• **Texto fuente**:
....
Oír eso los muchachos y desaparecer a toda velocidad por la esquina hacia el palacio del rey fue todo uno. Afortunadamente quedaba algo lejos. El Mulá se quedó tranquilo, se rió pensando el chasco que se iban a llevar al ver que en el palacio no daban nada pues no era el cumpleaños de nadie, se volvió hacia la esquina por donde iban desapareciendo uno a uno los muchachos, pero al ver desaparecer al último se preocupó y se dijo a sí mismo: “Voy a ver, voy a ver. A lo mejor es verdad.” Se remangó los hábitos y echó a correr tras los muchachos. También a él le gustaban los dulces.

Santo patrón de los predicadores.

Burbujas.

Me contáis

He leído que en la oración cristiana del silencio es bueno repetir la palabra “maranatha” que quiere decir “El Señor viene”. Yo lo hago así, pero ¿puede decirme usted qué parte es “el Señor” y qué parte es el “viene”? Me ayudará a la devoción cuando la rezo.

Es más divertido de lo que te crees, Mercedes. Si divides la palabra como “marana tha”, significa “Nuestro Señor, ven”, y si la divides como “maran atha” significa, “Nuestro Señor ha venido”. En los manuscritos aparece como una sola palabra.

Es una expresión muy bella, y parece que los primeros cristianos se saludaban con ella, diciéndose “El Señor viene”, y contestando, “El Señor ha venido” como quien dice “Buenos días”, “Buenos días”. Pero acuérdate también, Mercedes, de que todas las fórmulas, por bellas que sean, propician la rutina. Besos.

Otra pregunta: ¿Qué está pasando con el limbo?

Veo que estás enterada de noticias de Iglesia, Consuelo. La comisión nombrada por el papa para examinar la cuestión ha presentado ya su informe. El problema era que niños que morían antes de recibir el bautismo no podían entrar en el cielo y se los destinaba a un lugar de felicidad natural pero sin la visión de Dios. Eso era el limbo. El papa Juan Pablo II se dirigió en un sermón a las madres que habían abortado, les exhortó a pedir perdón a Dios, y a sus propios hijos que no llegaron a nacer pero que, añadió el papa, “os perdonarán sin duda desde el cielo”. No se sabe si lo dijo a idea o por descuido como frase espontánea, pero ahí había dicho que esos niños, aunque muertos sin bautismo, estaban en el cielo, lo que consoló a todos. Después se nombró una comisión de teólogos para examinar la cuestión, y de eso hablaba la prensa religiosa estos días. Dentro de un año conoceremos su informe. Mientras tanto, esperamos felices en el limbo.
....
• **Extractos de registros**:

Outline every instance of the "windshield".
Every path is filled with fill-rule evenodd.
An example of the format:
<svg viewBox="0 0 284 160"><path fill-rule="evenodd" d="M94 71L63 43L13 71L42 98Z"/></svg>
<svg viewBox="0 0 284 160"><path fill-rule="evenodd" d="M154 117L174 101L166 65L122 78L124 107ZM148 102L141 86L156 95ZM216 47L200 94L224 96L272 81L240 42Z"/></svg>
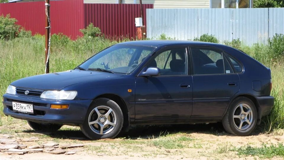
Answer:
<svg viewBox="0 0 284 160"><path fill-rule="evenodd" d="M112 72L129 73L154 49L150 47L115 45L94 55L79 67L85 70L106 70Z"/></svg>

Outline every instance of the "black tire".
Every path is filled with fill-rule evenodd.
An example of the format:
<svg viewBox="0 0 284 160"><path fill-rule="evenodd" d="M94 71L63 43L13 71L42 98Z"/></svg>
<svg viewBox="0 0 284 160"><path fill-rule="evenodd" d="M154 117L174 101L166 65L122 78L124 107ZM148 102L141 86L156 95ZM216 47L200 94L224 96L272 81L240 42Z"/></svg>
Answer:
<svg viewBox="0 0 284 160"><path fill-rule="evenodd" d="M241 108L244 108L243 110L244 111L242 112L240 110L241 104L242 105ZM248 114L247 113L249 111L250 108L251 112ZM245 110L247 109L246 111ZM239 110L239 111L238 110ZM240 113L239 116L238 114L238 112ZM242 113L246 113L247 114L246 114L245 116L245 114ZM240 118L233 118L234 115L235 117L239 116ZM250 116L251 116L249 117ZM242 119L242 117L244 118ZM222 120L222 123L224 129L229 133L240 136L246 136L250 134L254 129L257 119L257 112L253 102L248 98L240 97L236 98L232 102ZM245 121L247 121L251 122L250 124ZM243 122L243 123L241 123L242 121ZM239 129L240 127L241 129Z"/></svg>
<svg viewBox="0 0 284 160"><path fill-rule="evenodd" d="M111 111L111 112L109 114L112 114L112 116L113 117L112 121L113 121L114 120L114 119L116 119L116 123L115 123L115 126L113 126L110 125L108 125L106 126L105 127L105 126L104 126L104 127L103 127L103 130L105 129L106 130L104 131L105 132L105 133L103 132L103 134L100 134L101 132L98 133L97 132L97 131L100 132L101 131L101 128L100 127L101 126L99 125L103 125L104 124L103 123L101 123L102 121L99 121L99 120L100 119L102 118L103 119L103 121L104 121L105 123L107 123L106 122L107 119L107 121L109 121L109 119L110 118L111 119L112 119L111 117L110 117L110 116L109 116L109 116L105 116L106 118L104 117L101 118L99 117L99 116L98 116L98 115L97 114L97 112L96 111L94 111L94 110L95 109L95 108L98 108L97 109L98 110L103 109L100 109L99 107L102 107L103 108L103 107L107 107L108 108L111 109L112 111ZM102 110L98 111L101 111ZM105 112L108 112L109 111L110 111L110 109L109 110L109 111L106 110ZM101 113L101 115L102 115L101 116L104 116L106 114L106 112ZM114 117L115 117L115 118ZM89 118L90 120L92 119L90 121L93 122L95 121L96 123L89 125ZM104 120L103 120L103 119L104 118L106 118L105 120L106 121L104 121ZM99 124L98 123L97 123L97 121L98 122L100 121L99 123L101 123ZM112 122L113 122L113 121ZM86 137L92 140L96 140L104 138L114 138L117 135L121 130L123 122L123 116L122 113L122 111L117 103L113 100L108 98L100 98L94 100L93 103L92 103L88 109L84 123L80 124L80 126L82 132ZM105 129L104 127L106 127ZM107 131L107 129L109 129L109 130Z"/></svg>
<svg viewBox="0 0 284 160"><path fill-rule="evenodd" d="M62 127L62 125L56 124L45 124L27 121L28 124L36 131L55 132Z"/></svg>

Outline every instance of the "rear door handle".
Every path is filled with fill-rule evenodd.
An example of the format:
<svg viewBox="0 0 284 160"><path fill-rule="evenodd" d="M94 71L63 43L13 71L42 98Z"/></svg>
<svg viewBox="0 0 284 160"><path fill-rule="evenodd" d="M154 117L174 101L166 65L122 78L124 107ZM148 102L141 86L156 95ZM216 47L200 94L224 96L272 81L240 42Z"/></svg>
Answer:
....
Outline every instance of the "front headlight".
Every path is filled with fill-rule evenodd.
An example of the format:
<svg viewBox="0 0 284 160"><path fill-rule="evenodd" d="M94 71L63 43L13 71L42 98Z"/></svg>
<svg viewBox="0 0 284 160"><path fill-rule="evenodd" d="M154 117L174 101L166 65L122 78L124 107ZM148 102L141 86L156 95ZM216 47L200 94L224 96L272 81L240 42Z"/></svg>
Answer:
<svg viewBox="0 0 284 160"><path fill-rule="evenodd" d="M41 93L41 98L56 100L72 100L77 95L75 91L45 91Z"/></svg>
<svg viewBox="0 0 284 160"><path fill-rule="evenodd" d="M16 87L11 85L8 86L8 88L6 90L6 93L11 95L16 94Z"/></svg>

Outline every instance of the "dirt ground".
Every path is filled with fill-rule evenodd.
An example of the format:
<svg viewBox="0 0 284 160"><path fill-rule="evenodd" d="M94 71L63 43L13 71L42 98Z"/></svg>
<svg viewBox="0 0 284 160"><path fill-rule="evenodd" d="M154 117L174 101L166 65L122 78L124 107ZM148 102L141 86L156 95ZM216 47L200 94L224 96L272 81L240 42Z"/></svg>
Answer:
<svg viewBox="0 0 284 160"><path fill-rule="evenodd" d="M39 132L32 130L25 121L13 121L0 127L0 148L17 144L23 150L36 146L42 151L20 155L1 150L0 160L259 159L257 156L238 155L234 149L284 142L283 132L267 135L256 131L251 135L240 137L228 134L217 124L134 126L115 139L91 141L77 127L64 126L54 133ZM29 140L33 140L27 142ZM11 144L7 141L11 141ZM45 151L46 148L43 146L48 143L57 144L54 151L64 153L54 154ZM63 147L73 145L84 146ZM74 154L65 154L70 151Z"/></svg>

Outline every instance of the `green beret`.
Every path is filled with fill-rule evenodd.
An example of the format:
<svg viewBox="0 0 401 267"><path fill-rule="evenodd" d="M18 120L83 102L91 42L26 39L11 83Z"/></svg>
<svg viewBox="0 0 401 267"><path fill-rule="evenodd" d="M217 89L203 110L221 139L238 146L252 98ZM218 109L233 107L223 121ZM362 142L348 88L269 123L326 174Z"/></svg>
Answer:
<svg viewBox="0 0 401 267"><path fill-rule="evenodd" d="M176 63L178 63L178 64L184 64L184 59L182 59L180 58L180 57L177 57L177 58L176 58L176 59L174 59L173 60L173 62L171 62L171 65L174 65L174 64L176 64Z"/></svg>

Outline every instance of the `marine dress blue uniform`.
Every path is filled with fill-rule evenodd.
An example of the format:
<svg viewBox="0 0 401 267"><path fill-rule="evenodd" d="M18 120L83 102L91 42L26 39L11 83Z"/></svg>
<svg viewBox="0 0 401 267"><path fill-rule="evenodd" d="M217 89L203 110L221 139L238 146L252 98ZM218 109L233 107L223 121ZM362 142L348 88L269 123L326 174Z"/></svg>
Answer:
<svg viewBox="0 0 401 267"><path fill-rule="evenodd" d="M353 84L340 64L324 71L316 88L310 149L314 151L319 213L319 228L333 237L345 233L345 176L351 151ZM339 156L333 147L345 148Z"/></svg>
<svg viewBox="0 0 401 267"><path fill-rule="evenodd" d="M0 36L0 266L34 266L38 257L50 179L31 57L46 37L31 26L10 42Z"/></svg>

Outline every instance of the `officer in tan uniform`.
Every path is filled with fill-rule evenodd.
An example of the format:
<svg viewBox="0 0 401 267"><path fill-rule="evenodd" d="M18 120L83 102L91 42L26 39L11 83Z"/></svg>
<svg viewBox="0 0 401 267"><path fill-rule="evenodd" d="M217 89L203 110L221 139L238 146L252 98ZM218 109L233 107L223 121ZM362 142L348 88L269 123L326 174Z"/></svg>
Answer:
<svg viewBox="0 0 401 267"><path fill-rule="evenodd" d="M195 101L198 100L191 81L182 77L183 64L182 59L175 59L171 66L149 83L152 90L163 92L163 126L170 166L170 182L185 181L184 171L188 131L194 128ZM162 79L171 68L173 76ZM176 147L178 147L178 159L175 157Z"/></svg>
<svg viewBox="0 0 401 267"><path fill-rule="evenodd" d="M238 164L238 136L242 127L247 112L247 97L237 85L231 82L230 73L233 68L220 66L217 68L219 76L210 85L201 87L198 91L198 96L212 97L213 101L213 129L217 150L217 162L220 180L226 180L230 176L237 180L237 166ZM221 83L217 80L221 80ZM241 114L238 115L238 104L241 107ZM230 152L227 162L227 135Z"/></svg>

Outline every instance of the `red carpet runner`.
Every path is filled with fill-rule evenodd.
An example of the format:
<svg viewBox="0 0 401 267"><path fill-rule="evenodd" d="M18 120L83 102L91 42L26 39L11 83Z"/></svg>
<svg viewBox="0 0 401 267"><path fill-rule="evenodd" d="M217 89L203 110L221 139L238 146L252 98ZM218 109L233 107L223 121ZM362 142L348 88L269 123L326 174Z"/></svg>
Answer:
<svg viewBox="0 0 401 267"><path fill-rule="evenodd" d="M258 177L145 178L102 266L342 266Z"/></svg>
....
• **Consigna 1**: Según el texto fuente, ¿qué significa la palabra si se divide como «marana tha»?
• **Consigna 2**: Copia del texto fuente, sin alterarlo, el tramo que va desde "Oír eso los" hasta "cuando la rezo.".

• **Respuesta escrita 1**: Significa «Nuestro Señor, ven».

• **Respuesta escrita 2**:
Oír eso los muchachos y desaparecer a toda velocidad por la esquina hacia el palacio del rey fue todo uno. Afortunadamente quedaba algo lejos. El Mulá se quedó tranquilo, se rió pensando el chasco que se iban a llevar al ver que en el palacio no daban nada pues no era el cumpleaños de nadie, se volvió hacia la esquina por donde iban desapareciendo uno a uno los muchachos, pero al ver desaparecer al último se preocupó y se dijo a sí mismo: “Voy a ver, voy a ver. A lo mejor es verdad.” Se remangó los hábitos y echó a correr tras los muchachos. También a él le gustaban los dulces.

Santo patrón de los predicadores.

Burbujas.

Me contáis

He leído que en la oración cristiana del silencio es bueno repetir la palabra “maranatha” que quiere decir “El Señor viene”. Yo lo hago así, pero ¿puede decirme usted qué parte es “el Señor” y qué parte es el “viene”? Me ayudará a la devoción cuando la rezo.